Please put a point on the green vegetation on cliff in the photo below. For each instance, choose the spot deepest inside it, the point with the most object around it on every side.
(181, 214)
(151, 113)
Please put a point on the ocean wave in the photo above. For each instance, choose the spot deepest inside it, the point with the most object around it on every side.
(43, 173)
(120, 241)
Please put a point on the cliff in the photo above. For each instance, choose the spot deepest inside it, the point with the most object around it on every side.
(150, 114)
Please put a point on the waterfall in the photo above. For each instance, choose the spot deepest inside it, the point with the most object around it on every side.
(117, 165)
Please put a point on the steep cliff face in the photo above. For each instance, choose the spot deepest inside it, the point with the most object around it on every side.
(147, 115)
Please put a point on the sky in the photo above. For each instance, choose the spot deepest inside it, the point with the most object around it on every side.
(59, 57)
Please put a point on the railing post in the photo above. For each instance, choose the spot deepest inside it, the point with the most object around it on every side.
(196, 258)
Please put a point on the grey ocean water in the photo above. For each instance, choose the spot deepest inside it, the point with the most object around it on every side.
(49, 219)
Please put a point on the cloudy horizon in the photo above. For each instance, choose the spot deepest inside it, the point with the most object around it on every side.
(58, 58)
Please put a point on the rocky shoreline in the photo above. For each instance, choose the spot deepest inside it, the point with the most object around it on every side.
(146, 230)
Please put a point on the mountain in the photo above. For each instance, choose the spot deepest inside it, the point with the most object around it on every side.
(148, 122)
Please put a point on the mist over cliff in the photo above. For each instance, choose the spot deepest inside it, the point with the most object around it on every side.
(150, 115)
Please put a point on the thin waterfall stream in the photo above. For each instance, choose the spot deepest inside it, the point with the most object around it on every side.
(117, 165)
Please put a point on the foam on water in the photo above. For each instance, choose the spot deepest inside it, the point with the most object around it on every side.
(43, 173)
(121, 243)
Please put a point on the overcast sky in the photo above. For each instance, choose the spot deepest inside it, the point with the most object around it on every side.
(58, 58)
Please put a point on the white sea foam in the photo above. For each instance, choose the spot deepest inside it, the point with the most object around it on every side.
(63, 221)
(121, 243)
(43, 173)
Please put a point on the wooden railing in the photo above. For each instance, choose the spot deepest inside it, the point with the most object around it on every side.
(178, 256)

=====

**ACTIVITY:**
Every word in the records must appear in your copy exactly as it does above.

**EXERCISE ANSWER:**
Please put a point on the green vegetation on cliff in the photo below. For each instance, choose the spot deepest inside it, the point with the most object around it on every side.
(181, 214)
(151, 113)
Please put a point on the ocean wave in the photo above. For each instance, choose the spot deepest inside it, the point with the most object around it on every side.
(43, 173)
(120, 241)
Please put a point on the cliff in the photo above. For each instance, choose the spot deepest inside it, the point with the most object around it on every side.
(150, 114)
Please put a point on the waterfall in the photo above. For each instance, choose the spot deepest inside it, the point with the most object around it on every side.
(117, 165)
Please put a point on the steep cliff face in the photo above. For each instance, choose the spot deepest inside it, the point with the most object around it on every side.
(147, 115)
Please put a point on the sky in the photo above. For each instance, choose the spot deepest inside it, the point with the most object around it on every side.
(59, 57)
Please put a point on the railing post in the photo above. For each instance, choose the spot deepest inside it, the point with the most object around it on every side.
(196, 258)
Please put a point on the grey ocean water in the photo above. For each instance, choose the spot deepest inside it, the point with the most object around it on every side.
(49, 219)
Please put a point on the cloudy horizon in the photo above. For each instance, choose the spot deepest inside it, the point with the most object around it on every side.
(58, 58)
Please put a point on the rocky shoreline in the photo above. For each instance, choose the spot deepest inside it, the point with the most object around it on every side.
(146, 230)
Please put a point on the mountain in the photo above. For each instance, choose the spot deepest inside it, the point with the most object around it on every side.
(148, 122)
Please put a point on the mist over cliff in the photo above. For each instance, choose the spot deepest inside it, the point with the most object around it on every side.
(150, 115)
Please put a point on the thin waterfall stream in the photo above. For each instance, choose the spot deepest inside it, the point with the most object around it on every side.
(117, 165)
Please put a point on the foam on water in the photo above. For each instance, choose the spot deepest inside it, the point with the most object around it on every side.
(43, 173)
(121, 243)
Please put a point on the overcast sky in the photo above. For each instance, choose the spot deepest inside it, the point with the most object around it on every side.
(58, 58)
Please put a point on the white sea foam in the photo above. For each instance, choose the spot deepest inside it, the point with the most object around it on every side.
(63, 221)
(121, 243)
(43, 173)
Please put a point on the wooden railing in the photo above. For each instance, choose the spot deepest inside it, the point with the most object around it on every side.
(178, 256)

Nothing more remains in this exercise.